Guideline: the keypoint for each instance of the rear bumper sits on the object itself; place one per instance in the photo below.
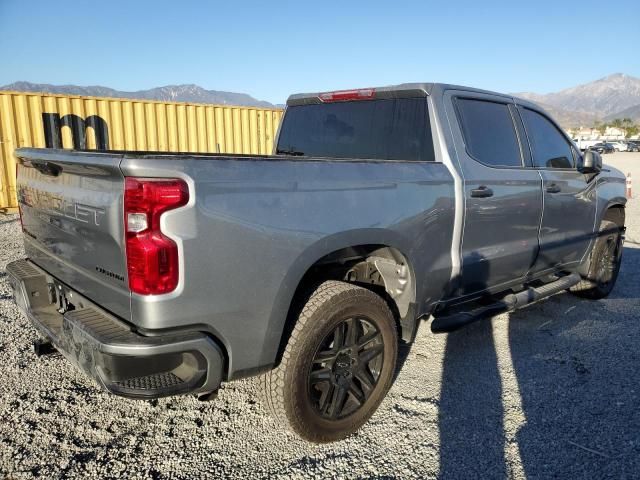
(121, 360)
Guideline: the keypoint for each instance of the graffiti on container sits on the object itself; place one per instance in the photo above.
(53, 124)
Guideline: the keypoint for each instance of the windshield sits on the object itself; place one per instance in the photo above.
(389, 129)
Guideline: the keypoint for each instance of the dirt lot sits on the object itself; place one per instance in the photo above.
(550, 391)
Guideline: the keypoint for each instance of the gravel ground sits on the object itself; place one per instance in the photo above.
(553, 391)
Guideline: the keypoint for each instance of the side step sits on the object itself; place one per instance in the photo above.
(454, 321)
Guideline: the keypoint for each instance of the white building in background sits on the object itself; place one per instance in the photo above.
(585, 133)
(613, 133)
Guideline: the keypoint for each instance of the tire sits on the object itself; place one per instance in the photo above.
(328, 385)
(605, 262)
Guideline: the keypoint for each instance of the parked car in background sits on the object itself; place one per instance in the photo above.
(603, 147)
(619, 146)
(633, 146)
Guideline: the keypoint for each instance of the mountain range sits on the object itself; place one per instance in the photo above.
(614, 96)
(169, 93)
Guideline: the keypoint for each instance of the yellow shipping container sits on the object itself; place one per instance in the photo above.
(67, 121)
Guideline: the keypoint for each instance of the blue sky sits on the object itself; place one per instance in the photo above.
(271, 49)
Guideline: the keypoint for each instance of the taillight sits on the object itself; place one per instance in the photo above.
(348, 95)
(152, 257)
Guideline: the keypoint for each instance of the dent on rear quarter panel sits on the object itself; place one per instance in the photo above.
(260, 224)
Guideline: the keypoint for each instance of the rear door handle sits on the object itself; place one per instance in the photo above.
(482, 192)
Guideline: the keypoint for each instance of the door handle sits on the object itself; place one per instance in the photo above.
(482, 192)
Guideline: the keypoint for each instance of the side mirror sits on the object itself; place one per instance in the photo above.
(591, 162)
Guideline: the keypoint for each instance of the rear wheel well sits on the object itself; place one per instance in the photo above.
(379, 268)
(615, 214)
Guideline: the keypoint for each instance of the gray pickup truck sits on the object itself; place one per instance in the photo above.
(161, 274)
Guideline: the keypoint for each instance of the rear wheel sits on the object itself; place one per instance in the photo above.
(605, 263)
(338, 364)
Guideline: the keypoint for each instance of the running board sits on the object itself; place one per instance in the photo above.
(454, 321)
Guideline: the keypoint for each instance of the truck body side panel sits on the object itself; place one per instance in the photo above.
(258, 226)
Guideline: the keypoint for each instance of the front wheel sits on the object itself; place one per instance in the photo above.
(606, 257)
(338, 364)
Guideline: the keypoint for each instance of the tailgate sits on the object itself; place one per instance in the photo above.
(71, 204)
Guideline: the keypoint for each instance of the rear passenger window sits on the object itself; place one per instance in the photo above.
(489, 133)
(549, 147)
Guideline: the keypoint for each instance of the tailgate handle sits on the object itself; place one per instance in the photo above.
(48, 168)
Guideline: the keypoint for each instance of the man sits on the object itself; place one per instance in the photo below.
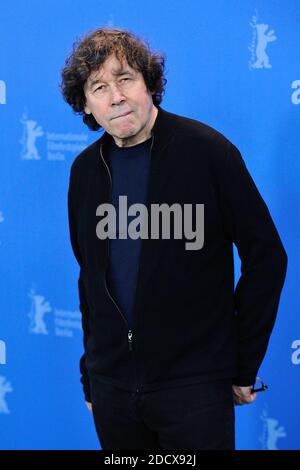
● ● ● ● ● ● ●
**WORK REQUIRED**
Please render the lines from the one holding "Guideline: the keypoint for each instance of the tailgate handle" through the end of the items, both ends included, as a numbered list with no blank lines. Leave the pictures out of the answer.

**SOLUTION FOR THIS EXERCISE**
1. Guideline: the keypoint for each instance of the tailgate handle sits on the object itself; place one per instance in the photo above.
2. (48, 168)
3. Guideline: the keypoint for each instance of the man sits on the object itself; place one per instance in the photo below.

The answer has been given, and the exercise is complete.